# About this task
Include only the line with "Seedling-scouting request: tag the wristwatch" and the lines after it, each reproduced exactly as it stands in the entries below.

━━ Provided records ━━

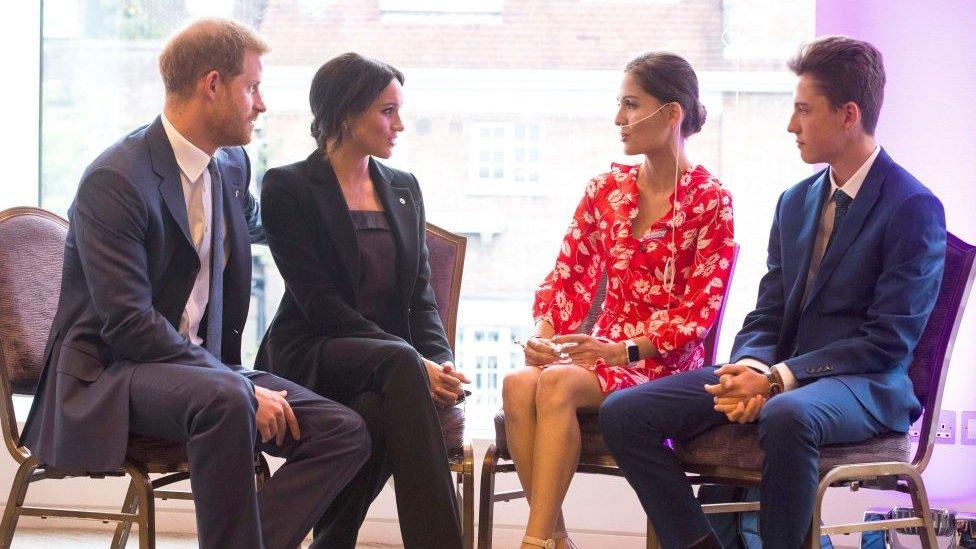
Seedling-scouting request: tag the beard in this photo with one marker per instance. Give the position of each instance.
(230, 128)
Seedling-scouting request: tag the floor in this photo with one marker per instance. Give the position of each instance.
(63, 538)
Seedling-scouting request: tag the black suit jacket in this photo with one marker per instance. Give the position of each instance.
(129, 267)
(313, 241)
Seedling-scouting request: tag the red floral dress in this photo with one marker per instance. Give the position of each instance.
(667, 285)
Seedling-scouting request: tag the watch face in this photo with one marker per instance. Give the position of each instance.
(633, 352)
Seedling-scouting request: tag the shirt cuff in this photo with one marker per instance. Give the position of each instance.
(756, 365)
(789, 380)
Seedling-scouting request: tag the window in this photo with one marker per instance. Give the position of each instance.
(506, 158)
(507, 117)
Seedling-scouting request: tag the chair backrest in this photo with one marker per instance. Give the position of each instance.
(31, 257)
(934, 349)
(445, 254)
(711, 340)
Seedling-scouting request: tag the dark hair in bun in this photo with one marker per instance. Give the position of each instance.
(343, 87)
(669, 78)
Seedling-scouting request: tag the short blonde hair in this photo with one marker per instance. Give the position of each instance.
(203, 46)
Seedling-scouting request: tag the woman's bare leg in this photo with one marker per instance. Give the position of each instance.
(561, 391)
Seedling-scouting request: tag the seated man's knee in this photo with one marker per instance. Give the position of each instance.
(617, 413)
(335, 424)
(230, 394)
(784, 415)
(399, 356)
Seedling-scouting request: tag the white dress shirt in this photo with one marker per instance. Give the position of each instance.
(199, 210)
(826, 226)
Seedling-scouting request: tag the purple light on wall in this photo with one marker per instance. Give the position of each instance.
(928, 124)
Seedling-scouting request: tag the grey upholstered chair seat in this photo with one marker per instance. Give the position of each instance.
(736, 445)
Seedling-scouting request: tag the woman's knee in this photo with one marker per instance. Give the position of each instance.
(519, 386)
(560, 387)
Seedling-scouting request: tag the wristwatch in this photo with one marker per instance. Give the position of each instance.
(633, 351)
(775, 382)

━━━

# Output for this exercise
Seedling-scouting request: tag the wristwatch in this photo with one marker per instance. Give the position of each instance.
(633, 351)
(775, 382)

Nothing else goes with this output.